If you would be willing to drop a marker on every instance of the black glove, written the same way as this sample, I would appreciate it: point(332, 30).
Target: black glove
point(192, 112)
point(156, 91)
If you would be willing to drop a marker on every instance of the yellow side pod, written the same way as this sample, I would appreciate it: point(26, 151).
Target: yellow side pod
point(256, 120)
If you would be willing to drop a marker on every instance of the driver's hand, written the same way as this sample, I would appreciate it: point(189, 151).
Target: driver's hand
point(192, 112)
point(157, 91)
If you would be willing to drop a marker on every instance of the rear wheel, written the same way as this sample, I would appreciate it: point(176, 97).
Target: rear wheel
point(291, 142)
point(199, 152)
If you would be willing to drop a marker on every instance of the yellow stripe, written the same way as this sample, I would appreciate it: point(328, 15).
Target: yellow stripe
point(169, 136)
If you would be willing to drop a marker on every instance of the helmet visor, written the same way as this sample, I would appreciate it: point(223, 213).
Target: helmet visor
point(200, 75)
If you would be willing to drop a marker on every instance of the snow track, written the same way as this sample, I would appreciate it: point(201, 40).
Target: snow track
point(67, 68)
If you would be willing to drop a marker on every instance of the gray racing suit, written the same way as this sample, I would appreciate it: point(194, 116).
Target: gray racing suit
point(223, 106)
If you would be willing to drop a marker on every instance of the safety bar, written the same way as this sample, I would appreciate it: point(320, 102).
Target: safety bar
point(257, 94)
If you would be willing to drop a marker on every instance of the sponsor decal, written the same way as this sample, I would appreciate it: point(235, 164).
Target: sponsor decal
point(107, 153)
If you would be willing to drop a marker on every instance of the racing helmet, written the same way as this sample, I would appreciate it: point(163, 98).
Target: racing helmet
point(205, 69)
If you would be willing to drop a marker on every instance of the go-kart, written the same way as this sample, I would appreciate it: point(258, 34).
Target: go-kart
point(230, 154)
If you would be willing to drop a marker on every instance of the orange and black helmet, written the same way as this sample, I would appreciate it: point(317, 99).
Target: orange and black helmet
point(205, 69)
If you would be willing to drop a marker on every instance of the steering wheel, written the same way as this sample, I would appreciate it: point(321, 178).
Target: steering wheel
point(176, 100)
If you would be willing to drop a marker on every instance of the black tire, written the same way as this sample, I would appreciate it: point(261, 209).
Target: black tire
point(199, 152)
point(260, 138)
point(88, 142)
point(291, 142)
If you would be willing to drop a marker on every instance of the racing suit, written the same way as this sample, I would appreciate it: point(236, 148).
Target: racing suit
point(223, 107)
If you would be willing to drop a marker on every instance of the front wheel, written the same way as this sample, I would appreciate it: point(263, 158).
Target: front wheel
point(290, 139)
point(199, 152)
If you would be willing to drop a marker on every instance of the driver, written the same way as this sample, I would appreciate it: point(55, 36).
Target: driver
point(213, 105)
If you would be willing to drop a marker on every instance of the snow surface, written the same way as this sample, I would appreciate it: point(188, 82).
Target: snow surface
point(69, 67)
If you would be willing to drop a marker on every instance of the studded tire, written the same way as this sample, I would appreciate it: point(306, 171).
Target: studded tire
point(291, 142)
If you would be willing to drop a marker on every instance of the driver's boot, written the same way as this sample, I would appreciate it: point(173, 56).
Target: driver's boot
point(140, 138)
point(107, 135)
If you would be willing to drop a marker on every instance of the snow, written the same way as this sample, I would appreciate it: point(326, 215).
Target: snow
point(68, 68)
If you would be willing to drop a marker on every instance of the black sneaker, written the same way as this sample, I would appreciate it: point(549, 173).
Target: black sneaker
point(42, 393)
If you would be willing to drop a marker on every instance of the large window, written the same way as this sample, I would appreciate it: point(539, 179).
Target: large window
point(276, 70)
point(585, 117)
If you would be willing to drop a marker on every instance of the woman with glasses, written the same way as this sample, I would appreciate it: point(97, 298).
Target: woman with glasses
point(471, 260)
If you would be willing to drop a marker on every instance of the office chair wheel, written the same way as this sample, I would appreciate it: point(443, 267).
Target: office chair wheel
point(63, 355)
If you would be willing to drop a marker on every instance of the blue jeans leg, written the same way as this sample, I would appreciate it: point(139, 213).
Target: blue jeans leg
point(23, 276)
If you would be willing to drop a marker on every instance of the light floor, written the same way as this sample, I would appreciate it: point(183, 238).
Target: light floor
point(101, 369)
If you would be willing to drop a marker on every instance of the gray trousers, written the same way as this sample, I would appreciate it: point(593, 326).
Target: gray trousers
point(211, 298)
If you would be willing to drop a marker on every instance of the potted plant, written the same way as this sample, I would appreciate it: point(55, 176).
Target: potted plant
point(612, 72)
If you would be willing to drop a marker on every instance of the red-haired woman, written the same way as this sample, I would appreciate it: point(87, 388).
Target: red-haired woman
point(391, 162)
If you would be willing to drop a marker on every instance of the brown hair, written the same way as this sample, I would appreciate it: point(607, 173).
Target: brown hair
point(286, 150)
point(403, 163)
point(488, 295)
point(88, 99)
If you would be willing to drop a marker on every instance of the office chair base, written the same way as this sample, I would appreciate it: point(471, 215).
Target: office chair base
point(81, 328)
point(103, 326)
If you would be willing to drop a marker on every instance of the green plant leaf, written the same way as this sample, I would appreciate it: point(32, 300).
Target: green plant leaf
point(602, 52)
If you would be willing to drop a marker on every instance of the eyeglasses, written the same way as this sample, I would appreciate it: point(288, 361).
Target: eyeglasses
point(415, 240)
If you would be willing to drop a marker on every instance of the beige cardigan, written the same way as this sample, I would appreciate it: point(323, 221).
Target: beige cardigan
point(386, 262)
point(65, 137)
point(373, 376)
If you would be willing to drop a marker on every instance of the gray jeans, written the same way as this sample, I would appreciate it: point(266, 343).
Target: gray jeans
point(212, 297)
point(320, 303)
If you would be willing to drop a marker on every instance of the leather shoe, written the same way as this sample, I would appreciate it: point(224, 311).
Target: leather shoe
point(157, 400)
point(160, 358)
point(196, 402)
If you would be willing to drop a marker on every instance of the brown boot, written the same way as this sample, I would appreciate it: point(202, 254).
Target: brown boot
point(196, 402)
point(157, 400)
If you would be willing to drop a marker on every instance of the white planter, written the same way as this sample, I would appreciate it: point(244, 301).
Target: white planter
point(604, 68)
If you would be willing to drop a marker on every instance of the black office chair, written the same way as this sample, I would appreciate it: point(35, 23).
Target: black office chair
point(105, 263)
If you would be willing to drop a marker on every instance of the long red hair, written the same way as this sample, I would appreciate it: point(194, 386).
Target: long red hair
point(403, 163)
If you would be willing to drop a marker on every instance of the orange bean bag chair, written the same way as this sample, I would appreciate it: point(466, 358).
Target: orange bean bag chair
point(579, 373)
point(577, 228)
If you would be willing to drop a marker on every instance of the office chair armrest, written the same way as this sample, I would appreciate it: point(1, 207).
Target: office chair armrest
================================
[YOUR OBJECTIVE]
Each record above has to be repeated word for word.

[RESULT OF THIS TASK]
If you would be willing to drop a marker on every instance of the black glove, written the same way as this sample, I would appreciate it: point(332, 30).
Target: black glove
point(192, 112)
point(156, 91)
If you would be willing to drop a marker on every instance of the yellow side pod, written the same way as this sample, I would appreciate it: point(26, 151).
Target: yellow side pod
point(256, 120)
If you would be willing to drop a marker on every instance of the driver's hand, written the same way as this sample, I would appreciate it: point(189, 151).
Target: driver's hand
point(192, 112)
point(157, 91)
If you would be willing to drop a marker on every instance of the rear wheel, written the same way as this sample, I would appreciate it: point(176, 97).
Target: rear wheel
point(291, 142)
point(199, 152)
If you would be willing to drop a marker on every instance of the yellow stripe, written the same way as this sample, I would appreciate it: point(328, 15).
Target: yellow stripe
point(169, 136)
If you would be willing to drop a marker on every instance of the helmet visor, written the same way as this sample, I would appreciate it: point(223, 213).
Target: helmet visor
point(200, 75)
If you would be willing to drop a marker on every instance of the snow track, written the same way as this sample, I would appreciate it: point(201, 40).
Target: snow track
point(67, 68)
If you would be willing to drop a marker on every instance of the gray racing suit, written the same way as this sample, I would appreciate it: point(194, 116).
Target: gray racing suit
point(223, 106)
If you would be willing to drop a marker on every instance of the safety bar, written the same way as this sample, I would appreciate it: point(320, 102).
Target: safety bar
point(257, 94)
If you would be willing to drop a marker on every instance of the sponsor decal, written the same way as this sample, I would appreciate it: point(235, 164).
Target: sponsor decal
point(107, 153)
If you would be willing to drop a marker on every instance of the racing helmet, written the same way as this sample, I would appreciate it: point(163, 98).
Target: racing helmet
point(205, 69)
If you would be willing to drop a marker on every instance of the go-kart, written the same way as this sample, I would appreciate it: point(258, 34).
Target: go-kart
point(230, 154)
If you would be willing to drop a marker on every instance of the orange and black helmet, written the same way as this sample, I would appreciate it: point(317, 99).
Target: orange and black helmet
point(205, 69)
If you would be willing to drop a marker on every instance of the steering wheel, written the same way as this sample, I would appreciate it: point(321, 178).
Target: steering wheel
point(176, 100)
If you would be willing to drop a marker on every instance of the black tire, written the same way as this sample, I would appreciate it: point(261, 209).
Target: black tire
point(199, 152)
point(260, 138)
point(88, 142)
point(291, 142)
If you would be willing to drop a marker on every instance of the racing suit, written the same way as this sample, I would appreciate it: point(236, 148).
Target: racing suit
point(223, 107)
If you would be willing to drop a marker on every instance of the front wheel, written the same way as this sample, I would appreciate it: point(263, 158).
Target: front wheel
point(290, 139)
point(199, 152)
If you would be willing to drop a marker on every instance of the driver, written the same way as this sample, I would appreciate it: point(55, 36).
Target: driver
point(213, 105)
If you would be willing to drop a marker on every instance of the snow surface, written the same way as this sample, I would appreciate it: point(188, 82).
Target: snow surface
point(69, 67)
If you would be willing to drop a marker on every instance of the studded tire, written the same way as this sample, I would appreciate it: point(306, 171).
Target: studded tire
point(291, 142)
If you would be willing to drop a marker on every instance of the driver's boot, written the same way as this sample, I would appreciate it: point(173, 56).
Target: driver's boot
point(140, 138)
point(107, 135)
If you would be willing to drop a marker on every instance of the snow, written the same way as this sample, I would appreciate it: point(326, 215).
Target: snow
point(68, 68)
If you would be willing to drop a marker on every instance of the black sneaker, written the same way as this sample, I would appreciate it: point(549, 173).
Target: black sneaker
point(42, 393)
If you would be willing to drop a marker on every instance of the large window, written the same way as this sample, I would appreciate it: point(539, 179).
Target: large window
point(276, 70)
point(585, 117)
If you would be willing to drop a marker on every instance of the woman with glasses, written the same way as this sample, I would appreciate it: point(97, 298).
Target: woman with glasses
point(471, 260)
If you would be willing to drop a marker on every instance of the office chair wheel, written the same way as this sample, I would appreciate it: point(443, 267).
Target: office chair wheel
point(63, 355)
If you would be willing to drop a marker on every instance of the blue jeans leg, written the same way as this sample, I would appreciate it: point(139, 213).
Target: blue jeans leg
point(23, 276)
If you would be willing to drop a marker on every instance of the light floor, written the same way as this sample, I would appreciate it: point(183, 238).
Target: light floor
point(101, 369)
If you would be willing to drop a marker on every instance of the gray trousers, written the same way as this sample, I would appreciate it: point(593, 326).
Target: gray trousers
point(211, 298)
If you would be willing to drop a marker on every instance of the potted plant, written the same way as this sample, I would appreciate it: point(55, 176).
Target: potted plant
point(612, 72)
If you would be willing to drop a marker on every instance of the red-haired woman, written the same way as this sample, I would appreciate it: point(87, 388).
Target: red-haired woman
point(391, 162)
If you would be willing to drop a marker on every instance of the brown hair, written the same way as this sample, I would appreciate it: point(607, 173).
Target: brown hair
point(286, 150)
point(403, 163)
point(488, 295)
point(88, 99)
If you would be willing to drop a marker on every instance of the office chair base, written the same way as this sample, I would appreciate it: point(471, 215).
Target: office chair base
point(81, 328)
point(103, 326)
If you would be willing to drop a marker on every instance of the green plant leaf, written the same way as this sample, I would appreciate it: point(32, 300).
Target: green plant leaf
point(602, 52)
If you would be willing to drop a marker on every instance of the eyeglasses, written the same way as this sample, I would appreciate it: point(288, 361).
Target: eyeglasses
point(415, 240)
If you would be willing to drop a marker on every instance of the beige cardigan, written the same way as this sample, I would appreciate it: point(323, 221).
Target: beige cardigan
point(386, 262)
point(65, 137)
point(373, 376)
If you would be willing to drop a marker on every instance of the gray jeans, written the same way as this sample, I would appreciate it: point(266, 343).
Target: gray jeans
point(212, 297)
point(320, 303)
If you would be willing to drop a marker on every instance of the leather shoe, written the same way as this sample, I would appreciate it: point(224, 311).
Target: leather shoe
point(157, 400)
point(160, 358)
point(196, 402)
If you would be willing to drop a marker on every instance of the brown boot, written the same way as this sample, I would appreciate it: point(202, 254).
Target: brown boot
point(196, 402)
point(157, 400)
If you would be willing to drop a marker on every instance of the white planter, written the same way as this sample, I would appreciate it: point(244, 301).
Target: white planter
point(604, 68)
If you would be willing to drop a marker on every instance of the black office chair, written the same way as this sample, I would appreciate it: point(35, 23).
Target: black office chair
point(105, 263)
If you would be willing to drop a marker on every instance of the long red hair, written the same way as this sample, I would appreciate it: point(194, 386).
Target: long red hair
point(403, 163)
If you would be willing to drop a marker on every instance of the orange bean bag chair, written the same way as this sample, I would appreciate it: point(466, 358).
Target: orange bean bag chair
point(579, 373)
point(577, 228)
If you would be willing to drop a marker on every instance of the office chair armrest, written the same way as this sample, I would appreciate it: point(1, 207).
Target: office chair armrest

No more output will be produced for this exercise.